### [提示された抜粋]
++++
この記事をまとめると
■ルノーにはかつて大衆車「5」のミッドにエンジンを搭載したホモロゲモデル「5ターボ」が存在した
欧州はエンジン淘汰の流れなのにハイブリッドを新規開発! 謎に思えるルノーの戦略の答えとは
■5ターボ発売の2年後には性能は維持しつつコストダウンされた「5ターボ2」が発売された
■以後もルノーは、大衆車の後席にエンジンを搭載したミッドシップのスポーツカーを度々生産している
フランス国営企業が大衆車のミッドにエンジンをぶち込む衝撃
EVの時代が来る来るといいつつ、じつはルノーの考えるスポーツ観っていい意味で変わってないんじゃないの? と思わせるのが2022年秋に発表された「ルノー5ターボ3E」。
先んじて「ルノー5エレクトリック」というスポーティながら優等生な雰囲気漂う、より市販っぽいカタチの一台が前年に発表されていただけに、わざわざ約1年の間隔を挟んで登場した、ツインモーター380馬力で後輪駆動という過激なEVドリフトマシンのコンセプトをどう理解したらいいか?
それには故事成語を知る必要がある。それがグループ3と同4、次いでグループB用のホモロゲモデルとして開発された、ルノー5ターボと同IIだ。
よく「ターボ1」や「ターボ2」と表記されるが、それは後からターボ2またはIIが登場した都合上、区別するための呼び名がついた、と考えていい。
ルノー5ターボは1970年代末、「ターボ」という技術が、セクシーどころかグラマラスの極みとして扱われていた時代、当時のルノーの主軸、初代ルノー5(サンク)の1.4リッターエンジンをターボ武装してミッドに搭載、という見たまんまの成り立ちを持つ一台だった。
++++
### [データ項目]
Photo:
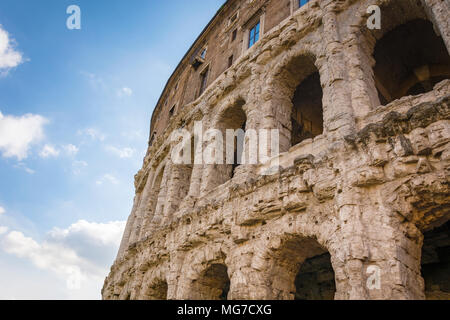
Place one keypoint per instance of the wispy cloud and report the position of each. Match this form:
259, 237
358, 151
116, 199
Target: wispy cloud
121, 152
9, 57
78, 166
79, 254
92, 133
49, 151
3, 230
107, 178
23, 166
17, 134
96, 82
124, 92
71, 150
++++
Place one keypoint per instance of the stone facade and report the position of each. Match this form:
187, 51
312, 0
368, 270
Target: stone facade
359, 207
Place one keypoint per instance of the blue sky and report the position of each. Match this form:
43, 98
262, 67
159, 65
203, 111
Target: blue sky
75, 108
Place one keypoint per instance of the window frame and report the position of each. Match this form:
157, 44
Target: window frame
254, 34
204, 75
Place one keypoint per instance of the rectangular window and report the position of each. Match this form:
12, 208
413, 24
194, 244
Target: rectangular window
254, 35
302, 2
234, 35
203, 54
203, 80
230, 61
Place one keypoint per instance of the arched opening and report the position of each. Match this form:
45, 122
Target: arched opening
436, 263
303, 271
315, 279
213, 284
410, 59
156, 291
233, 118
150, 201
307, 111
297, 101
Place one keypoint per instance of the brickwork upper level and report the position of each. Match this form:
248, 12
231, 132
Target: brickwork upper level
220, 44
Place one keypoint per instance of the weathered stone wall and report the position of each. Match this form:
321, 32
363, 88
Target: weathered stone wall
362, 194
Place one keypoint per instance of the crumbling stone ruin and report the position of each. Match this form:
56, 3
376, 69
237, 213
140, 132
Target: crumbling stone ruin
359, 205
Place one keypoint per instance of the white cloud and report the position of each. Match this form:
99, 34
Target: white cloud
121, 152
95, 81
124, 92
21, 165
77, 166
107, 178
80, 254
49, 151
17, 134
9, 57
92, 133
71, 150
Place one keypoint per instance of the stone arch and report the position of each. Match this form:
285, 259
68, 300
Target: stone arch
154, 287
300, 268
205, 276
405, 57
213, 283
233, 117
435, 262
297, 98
++++
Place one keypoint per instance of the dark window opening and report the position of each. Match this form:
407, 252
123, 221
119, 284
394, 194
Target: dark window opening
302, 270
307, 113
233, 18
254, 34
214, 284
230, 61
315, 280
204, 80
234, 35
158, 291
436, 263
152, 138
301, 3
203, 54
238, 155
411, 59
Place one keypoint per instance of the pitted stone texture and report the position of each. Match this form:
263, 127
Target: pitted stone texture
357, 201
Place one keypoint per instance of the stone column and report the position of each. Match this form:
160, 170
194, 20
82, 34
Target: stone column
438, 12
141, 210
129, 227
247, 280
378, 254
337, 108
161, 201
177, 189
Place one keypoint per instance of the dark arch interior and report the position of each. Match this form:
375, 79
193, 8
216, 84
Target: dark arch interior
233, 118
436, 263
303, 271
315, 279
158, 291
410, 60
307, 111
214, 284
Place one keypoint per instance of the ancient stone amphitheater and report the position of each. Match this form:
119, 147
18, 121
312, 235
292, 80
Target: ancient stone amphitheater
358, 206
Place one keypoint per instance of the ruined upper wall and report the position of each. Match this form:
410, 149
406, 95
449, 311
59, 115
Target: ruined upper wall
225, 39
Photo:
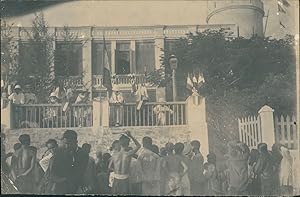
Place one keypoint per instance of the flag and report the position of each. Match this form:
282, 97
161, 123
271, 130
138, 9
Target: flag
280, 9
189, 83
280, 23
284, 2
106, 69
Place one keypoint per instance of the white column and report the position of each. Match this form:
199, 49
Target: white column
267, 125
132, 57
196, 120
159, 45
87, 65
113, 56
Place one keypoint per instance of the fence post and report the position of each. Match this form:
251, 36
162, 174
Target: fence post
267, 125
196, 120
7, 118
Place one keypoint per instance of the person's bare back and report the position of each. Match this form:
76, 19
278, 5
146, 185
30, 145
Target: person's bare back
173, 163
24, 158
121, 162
++++
### [作業内容]
**a.** ルノー5ターボに関する記事によると、5ターボのミッドに搭載されたのはどのようなエンジンですか。
**b.** ルノー5ターボに関する記事を、最後の文に続けて書き進めてください。

### [解答済み課題]
**a.** 初代ルノー5(サンク)の1.4リッターエンジンをターボ化したものです。

**b.**
いわばスモール・ハッチバックだというのにドーピングしたエンジンありき。そのパワーを路面に伝えるためにリヤシート部分を犠牲にしてミッドシップ化、そしてワイドに広がったリヤフェンダーの内側になんとか極太のタイヤを収めたという……、まるで子供がスケッチブックに書いたようなターボカーが、現実のものとして、しかも国営企業から市販されたのだ。
こんなことが可能だったのは、アルピーヌとゴルディーニが1970年代初頭に公団ルノーに吸収され、F1もラリーもターボ技術で制するという強力な方針がルノー本社と(アルピーヌのある)ディエップ(ゴルディーニがあっていまはF1の拠点である)とヴィリー・シャティヨンの間で共有されていたからだ。これぞ黎明期のルノースポールの姿でもある。
しかもそのボスは、F1を含むあらゆるカテゴリーで活躍したジェラール・ラルース。現役ドライバーはジャック・ラフィットらで、育成世代にはアラン・プロストがいた。モータースポーツを公団ルノーと呼ばれたフランスの国営企業がガチで手がけ、パワーとスピードが進化のド真ん中にあって、やがて人口に膾炙して隅々まで広まるもの……、という壮大なビジョンを誰もが信じて疑わなかった、昭和のフランスの話だ。
今も昔もFFモデルをミッドシップ化するのがルノー流
話が逸れたが、5ターボはそんなビジョンを補強するに余りある存在だった。「縦置きサンク」と呼ばれた初代サンクのデザインは、ランボルギーニ・カウンタックらと同じくマルチェロ・ガンディーニの作品だし、5ターボの内装はベルトーネが手がけていた。ようは小さいながらも、デザインはスーパーカーにひけをとらなかったのだ。
エンジンパワーは当初の市販版は160馬力だったが、元々は50馬力未満だったこの古いエンジンブロックはチューンやボアアップを重ねており、半球型燃焼室ヘッドすら与えられて自然吸気で100馬力前後にまで仕上げられていた。それが最終的には1.6リッターで約400馬力まで高められれたのだ。
しかも5ターボは黎明期のターボとして、後からトルク&パワーが炸裂するドッカンターボの代名詞のような一台だった。ショートホイールベースで容易にドリフトに持ち込むことで、しかしコントロールの難しい、つまりラリーで速く走らせたらとんでもなくカッコいい、とされるタイプだった。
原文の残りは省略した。